**Extract provided:**
--- START ---

# Ohio weed - red flowers - What is it?



## youradrian12

Blooms all year round with red/purple/pink grain-like buds. Kills all the grass in the area. Leads to a lack of water drainage after storms in heavy clay soil. I thought it might be creeping something or other - Charlie, Wynonna, Deontrius...

My thoughts were:
1. Use a post-emergence pesticide to kill this crap
2. Till the whole yard's soil up 1-2 inches
3. seed and hay around March
Thoughts?

Thanks!


----------



## The Anti-Rebel

looks like some type of smartweed,


----------



## JWAY

@youradrian12 
Could be Lady's Thumb which is in the Smartweed family. Dicamba and/or 2,4-D for control


----------



## ScottW

Based on your last pic, I only see a few isolated clumps of grass that might be desirable. Looks like mostly weeds within weeds. In areas like that I wouldn't bother with selective herbicides, just hit it all with glypho.
In areas that are mostly good grass with isolated weeds, sure, spot spray with a selective.

If you till up the soil 1-2" you'll probably expose more weed seeds for germination, so you'll want to use something like Tenacity at seed-down to somewhat mitigate the amount of weeds that will come up with your grass seed.

Most people on this forum will tell you that spring seeding is a problematic strategy in general. Not enough time to develop enough to survive summer heat & drought stress. If that area happens to be on the north side of that fence (IOW is in shade for all but 1 or 2 hours a day during summer) it might stand a chance.

Something else to ponder, if it's just that one really bad area then laying some rolls of sod might not be too expensive.

--- END ---

**Tasks to perform:**
(a) In the weed thread, what product does ScottW suggest using at seed-down to reduce weeds after tilling?
(b) Copy the passage of the weed thread starting at "If you till" and ending at "be too expensive.", replacing "sod" with "turf".

Natural-language object grounding data:
--- START ---

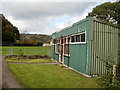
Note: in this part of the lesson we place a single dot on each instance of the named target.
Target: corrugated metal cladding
(102, 42)
(103, 46)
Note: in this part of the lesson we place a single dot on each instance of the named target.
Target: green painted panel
(78, 57)
(53, 49)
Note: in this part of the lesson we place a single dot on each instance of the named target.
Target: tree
(10, 33)
(109, 11)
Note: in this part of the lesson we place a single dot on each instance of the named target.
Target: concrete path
(8, 79)
(36, 63)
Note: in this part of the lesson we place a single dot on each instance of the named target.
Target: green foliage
(10, 33)
(109, 11)
(51, 76)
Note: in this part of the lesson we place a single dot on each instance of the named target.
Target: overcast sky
(45, 17)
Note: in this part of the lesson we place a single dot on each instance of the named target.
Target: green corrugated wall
(104, 46)
(101, 40)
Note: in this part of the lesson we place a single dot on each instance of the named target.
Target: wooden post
(114, 74)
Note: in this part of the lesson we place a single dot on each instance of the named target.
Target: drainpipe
(68, 52)
(61, 49)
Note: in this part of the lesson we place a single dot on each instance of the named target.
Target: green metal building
(83, 45)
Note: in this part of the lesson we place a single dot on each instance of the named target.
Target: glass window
(77, 38)
(72, 39)
(66, 49)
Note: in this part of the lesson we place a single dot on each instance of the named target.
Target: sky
(46, 17)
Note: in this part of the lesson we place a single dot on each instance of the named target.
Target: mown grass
(45, 60)
(51, 76)
(13, 50)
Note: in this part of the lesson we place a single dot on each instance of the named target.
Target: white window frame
(64, 45)
(57, 48)
(78, 42)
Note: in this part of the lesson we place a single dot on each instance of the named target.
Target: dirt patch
(19, 57)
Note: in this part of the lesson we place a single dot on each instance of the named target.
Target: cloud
(41, 17)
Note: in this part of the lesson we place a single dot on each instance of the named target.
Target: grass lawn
(29, 61)
(51, 76)
(13, 50)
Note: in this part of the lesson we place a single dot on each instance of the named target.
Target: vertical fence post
(114, 74)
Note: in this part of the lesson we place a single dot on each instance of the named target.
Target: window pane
(66, 49)
(72, 39)
(68, 39)
(83, 37)
(78, 38)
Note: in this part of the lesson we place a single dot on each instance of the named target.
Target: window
(72, 39)
(57, 48)
(78, 38)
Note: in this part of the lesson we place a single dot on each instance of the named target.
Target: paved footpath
(8, 79)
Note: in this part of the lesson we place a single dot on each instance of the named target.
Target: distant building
(46, 44)
(84, 44)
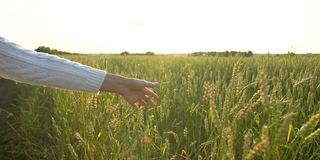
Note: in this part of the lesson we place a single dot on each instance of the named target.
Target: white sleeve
(38, 68)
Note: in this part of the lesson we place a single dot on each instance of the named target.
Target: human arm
(27, 66)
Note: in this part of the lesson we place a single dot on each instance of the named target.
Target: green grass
(207, 106)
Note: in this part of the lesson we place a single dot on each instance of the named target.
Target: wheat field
(264, 107)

--- END ---

**Solutions in order:**
(a) Tenacity

(b)
If you till up the soil 1-2" you'll probably expose more weed seeds for germination, so you'll want to use something like Tenacity at seed-down to somewhat mitigate the amount of weeds that will come up with your grass seed.

Most people on this forum will tell you that spring seeding is a problematic strategy in general. Not enough time to develop enough to survive summer heat & drought stress. If that area happens to be on the north side of that fence (IOW is in shade for all but 1 or 2 hours a day during summer) it might stand a chance.

Something else to ponder, if it's just that one really bad area then laying some rolls of turf might not be too expensive.